(The problem): Below are records; repeat them all exactly.

[Saved entries]
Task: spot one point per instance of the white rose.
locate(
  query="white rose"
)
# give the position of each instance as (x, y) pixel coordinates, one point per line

(Completed task):
Task: spot one point per instance of the white rose.
locate(
  query="white rose"
)
# give the position of each instance as (x, y) pixel coordinates, one point per line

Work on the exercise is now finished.